>> begin STORED RECORDS

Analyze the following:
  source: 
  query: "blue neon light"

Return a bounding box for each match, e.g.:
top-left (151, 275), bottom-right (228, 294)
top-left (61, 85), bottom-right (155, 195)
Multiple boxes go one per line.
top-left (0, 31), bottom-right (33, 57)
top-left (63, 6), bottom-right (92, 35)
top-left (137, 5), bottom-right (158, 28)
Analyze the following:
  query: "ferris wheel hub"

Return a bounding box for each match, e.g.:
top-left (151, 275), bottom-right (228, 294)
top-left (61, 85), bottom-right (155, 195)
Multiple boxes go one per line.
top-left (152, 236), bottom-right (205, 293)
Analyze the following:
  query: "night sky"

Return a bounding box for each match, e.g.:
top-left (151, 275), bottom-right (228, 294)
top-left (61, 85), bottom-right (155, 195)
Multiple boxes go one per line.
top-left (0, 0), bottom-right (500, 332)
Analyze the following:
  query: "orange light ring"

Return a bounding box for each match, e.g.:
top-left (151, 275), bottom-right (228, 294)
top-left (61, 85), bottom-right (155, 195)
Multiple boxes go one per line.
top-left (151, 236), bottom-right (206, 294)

>> end STORED RECORDS
>> begin STORED RECORDS

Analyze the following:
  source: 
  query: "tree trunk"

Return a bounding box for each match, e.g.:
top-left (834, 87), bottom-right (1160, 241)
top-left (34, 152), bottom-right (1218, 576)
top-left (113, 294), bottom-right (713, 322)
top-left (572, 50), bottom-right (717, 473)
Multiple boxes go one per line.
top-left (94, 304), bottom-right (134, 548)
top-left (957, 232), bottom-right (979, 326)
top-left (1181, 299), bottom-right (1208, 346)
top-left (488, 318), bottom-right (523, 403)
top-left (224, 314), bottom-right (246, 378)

>> end STORED RECORDS
>> begin STORED RECORDS

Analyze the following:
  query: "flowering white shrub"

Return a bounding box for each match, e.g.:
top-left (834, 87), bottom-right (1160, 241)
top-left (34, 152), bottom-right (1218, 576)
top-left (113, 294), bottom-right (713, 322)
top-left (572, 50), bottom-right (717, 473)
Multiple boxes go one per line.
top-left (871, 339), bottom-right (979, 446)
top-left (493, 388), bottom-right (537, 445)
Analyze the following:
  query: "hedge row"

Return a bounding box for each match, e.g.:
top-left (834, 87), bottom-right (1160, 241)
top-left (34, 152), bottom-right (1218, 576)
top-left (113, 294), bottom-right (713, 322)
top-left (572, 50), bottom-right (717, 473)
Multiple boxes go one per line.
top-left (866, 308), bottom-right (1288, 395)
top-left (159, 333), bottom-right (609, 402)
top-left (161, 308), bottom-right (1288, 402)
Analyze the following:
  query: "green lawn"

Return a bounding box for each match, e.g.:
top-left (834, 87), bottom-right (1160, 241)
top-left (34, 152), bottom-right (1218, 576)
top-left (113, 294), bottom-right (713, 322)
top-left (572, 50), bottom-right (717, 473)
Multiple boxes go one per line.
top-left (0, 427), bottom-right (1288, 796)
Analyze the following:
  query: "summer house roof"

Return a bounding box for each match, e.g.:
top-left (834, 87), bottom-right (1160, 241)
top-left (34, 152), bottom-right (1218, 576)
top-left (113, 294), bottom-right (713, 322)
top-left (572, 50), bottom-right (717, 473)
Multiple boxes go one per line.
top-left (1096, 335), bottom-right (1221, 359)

>> end STORED RECORDS

[EXERCISE INSTRUCTIONS] List each line above that contains the string "light". Treat uppercase and lowercase letters as different.

[RESULT FOR THIS TASK]
  query: "blue neon light"
  query: "orange light ring"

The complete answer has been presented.